- _SUPPLIED PASSAGE_

============================================================

The Global Fund – a long process

The process of securing financial support from the Global Fund to Fight AIDS, TD and Malaria is a relatively long process with key steps that must be taken along the way.  With Round 8 supported projects soon to be announced at the upcoming Global Fund Board in November, it is useful to look at what happened with some of the Round 7 grants approved a year ago.

The chart below looks at 16 malaria grants approved for the African Continent. These grants averages over $53 million each with an average of $23 million slated for the first two years (Phase 1). Readers can download this grant information for study and planning.
round-7-malaria-grant-progress2.jpg

The challenge is that even when a grant is approved, it is not actually awarded until a start-up action plan and budget is submitted and approved. After approval comes the grant signing, and finally the grant start-up.  Six of these grants have not been signed, and four that have been signed appear not have officially started.

It can take many months to prepare a grant proposal with many partners providing help, with many having started preparations as early as March 2007.  These grant proposals for Round 7 were submitted in July 2007 and as noted, approved in November 2007.  The lesson here is that grant writers, partners and advocates cannot sit back and smile when they head that a grant has been awarded – the work must continue until a grant agreement is signed.

Of course, even after signing, there is no time to rest – the clock starts ticking on Phase 1 performance. Although Phase 1 lasts 2 years, the reality is that a proposal for Phase 2 must be prepared and submitted around 18 months from the start. Enough documentable performance progress must be seen in order to keep the grant running.

Some of these 16 countries, and others throughout the world, have gotten off to a fair start, but their work has just begun.

============================================================

- _GOAL_
Reproduce the passage on Global Fund grants from "The challenge is" up to and including "agreement is signed.".

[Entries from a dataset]
============================================================

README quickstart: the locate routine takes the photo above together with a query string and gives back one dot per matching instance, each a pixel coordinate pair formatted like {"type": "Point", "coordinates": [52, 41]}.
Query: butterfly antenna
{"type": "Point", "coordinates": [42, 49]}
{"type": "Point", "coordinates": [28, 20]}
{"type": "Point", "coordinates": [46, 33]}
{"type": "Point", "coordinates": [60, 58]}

============================================================

- _ANSWER TO THIS PROBLEM_
The challenge is that even when a grant is approved, it is not actually awarded until a start-up action plan and budget is submitted and approved. After approval comes the grant signing, and finally the grant start-up.  Six of these grants have not been signed, and four that have been signed appear not have officially started.

It can take many months to prepare a grant proposal with many partners providing help, with many having started preparations as early as March 2007.  These grant proposals for Round 7 were submitted in July 2007 and as noted, approved in November 2007.  The lesson here is that grant writers, partners and advocates cannot sit back and smile when they head that a grant has been awarded – the work must continue until a grant agreement is signed.